▶ TRECHO DO DOCUMENTO:
——————————

Em uma busca rápida na internet sobre o escritor americano Don DeLillo logo se descobre que seus livros são famosos por investigar e retratar tão bem o lado obscuro da cultura norte-americana. É mais um daqueles casos onde o mundo assustador e absurdo criado dentro de um livro acaba se tornando, num futuro próximo, um relato preciso da nossa realidade. Não é raro esse tipo de previsão dos tempos através da ficção. Os mais famosos e citados por suas obras visionárias talvez sejam George Orwell e Aldous Huxley, com 1984 e Admirável Mundo Novo.
Ruído Branco de Don DeLillo pode ser incluído nesse time. Escrito no início da década de 80, prevê a explosão da indústria farmacêutica e das pílulas que prometem alívio para as dores da alma e ao horror do vazio existencial da modernidade. Prevê também uma certa paranóia norte-americana com a contaminação tóxica e armas biológicas. A história é narrada por Jack Gladney, um professor de um curso sobre Hitler em uma pequena faculdade. Gladney se vê exposto a uma área contaminada devido a um acidente tóxico cujo gás pode ser letal. Fica obcecado com a idéia de morte que só se intensifica e o perturba. Em meio essa confusão interna, descobre que sua mulher Babbete (ótimo nome) está tomando uma pílula de nome Dylar, um remédio experimental para eliminar o medo, mais especificamente, o medo da morte. De crítico a esse tipo de medicamento, Gladney passa a querer experimentá-lo para conseguir algum alívio, mas suas tentativas para conseguir algumas pílulas o faz mergulhar em questionamentos sobre ética, compaixão, violência, em um total embaralhamento caótico de seus significados que refletem em acontecimentos em sua vida.

——————————

[Dados de localização com um ponto por instância]
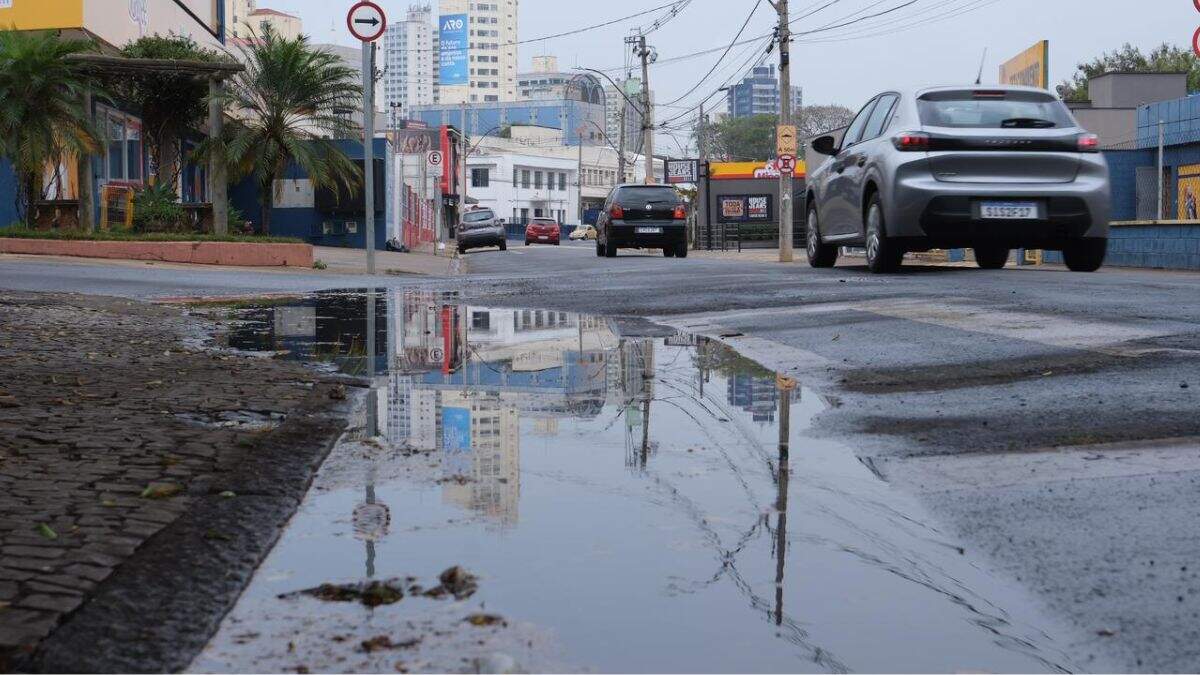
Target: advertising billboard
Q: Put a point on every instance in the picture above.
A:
(453, 49)
(1031, 67)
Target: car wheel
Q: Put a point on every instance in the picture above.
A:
(883, 255)
(819, 254)
(991, 257)
(1085, 255)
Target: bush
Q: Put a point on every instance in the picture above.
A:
(156, 209)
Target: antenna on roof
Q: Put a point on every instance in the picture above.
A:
(979, 77)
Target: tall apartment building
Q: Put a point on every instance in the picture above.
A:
(408, 60)
(613, 105)
(487, 39)
(757, 94)
(237, 17)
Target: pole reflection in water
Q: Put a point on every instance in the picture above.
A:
(786, 387)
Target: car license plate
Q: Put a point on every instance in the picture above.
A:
(1008, 210)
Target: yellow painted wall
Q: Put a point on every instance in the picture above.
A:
(36, 15)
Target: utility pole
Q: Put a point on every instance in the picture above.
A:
(621, 151)
(369, 149)
(579, 178)
(785, 118)
(647, 55)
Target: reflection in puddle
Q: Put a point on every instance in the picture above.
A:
(628, 503)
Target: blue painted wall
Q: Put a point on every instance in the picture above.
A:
(7, 195)
(1164, 246)
(306, 222)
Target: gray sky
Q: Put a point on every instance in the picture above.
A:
(903, 48)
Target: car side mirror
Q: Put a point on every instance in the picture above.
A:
(825, 145)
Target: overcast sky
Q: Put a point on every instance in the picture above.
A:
(921, 42)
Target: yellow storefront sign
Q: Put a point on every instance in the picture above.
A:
(39, 15)
(1031, 67)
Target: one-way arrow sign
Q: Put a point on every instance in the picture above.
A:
(366, 13)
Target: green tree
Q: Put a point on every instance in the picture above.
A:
(289, 102)
(1164, 58)
(43, 119)
(172, 103)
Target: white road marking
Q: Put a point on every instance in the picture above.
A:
(963, 314)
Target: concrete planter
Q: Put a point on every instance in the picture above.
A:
(234, 254)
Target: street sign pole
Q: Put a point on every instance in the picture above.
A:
(369, 148)
(367, 23)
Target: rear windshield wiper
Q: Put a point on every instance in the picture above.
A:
(1026, 123)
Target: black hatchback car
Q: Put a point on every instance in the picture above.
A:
(643, 216)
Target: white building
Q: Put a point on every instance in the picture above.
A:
(595, 165)
(522, 186)
(237, 17)
(408, 64)
(492, 52)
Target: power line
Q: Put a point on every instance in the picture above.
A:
(721, 58)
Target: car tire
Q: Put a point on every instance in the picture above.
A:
(820, 255)
(991, 257)
(883, 255)
(1085, 255)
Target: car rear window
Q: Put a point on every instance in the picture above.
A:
(648, 193)
(973, 108)
(478, 216)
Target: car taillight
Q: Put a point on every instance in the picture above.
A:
(912, 142)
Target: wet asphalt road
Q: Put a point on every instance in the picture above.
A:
(1047, 419)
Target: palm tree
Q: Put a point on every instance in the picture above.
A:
(43, 118)
(289, 103)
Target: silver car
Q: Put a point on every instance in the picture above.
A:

——————————

▶ TRABALHO PEDIDO:
• 1. No texto sobre Ruído Branco, qual é o nome da pílula que a mulher de Jack Gladney está tomando?
• 2. Retome o texto sobre Ruído Branco a partir do ponto em que ele termina, escrevendo um parágrafo de continuação.
Esses dados foram obtidos de uma fonte diferente.

▶ RESPOSTAS EM ORDEM:
• 1. A pílula se chama Dylar.

• 2.
Na primeira parte do livro a narrativa flui muito bem, tem as melhores características: pegada e impacto do conto e lirismo de poesia. O resto do livro, particularmente a segunda parte, achei um pouco enfadonho, aquela coisa de não sair do lugar e isso não servir pra nada. O que me fez continuar lendo com prazer é que é extremamente bem escrito – e traduzido pelo Paulo Henrique Britto. No mais, os discursos que giram em torno do tema da morte são apenas caóticos e sem rumo, sem profundidade ou clarões de discernimento. Como a ironia hoje tende a contaminar todo e qualquer tipo de comunicação, pode-se pensar que todo o falatório mirabolante e aleatório sobre a morte serve apenas para mostrar o ridículo que é ser tão obcecado por ela. Se bem que não creio que essa foi a intenção do autor. Mas reconheço que essa ambigüidade só é possível dentro de um bom livro.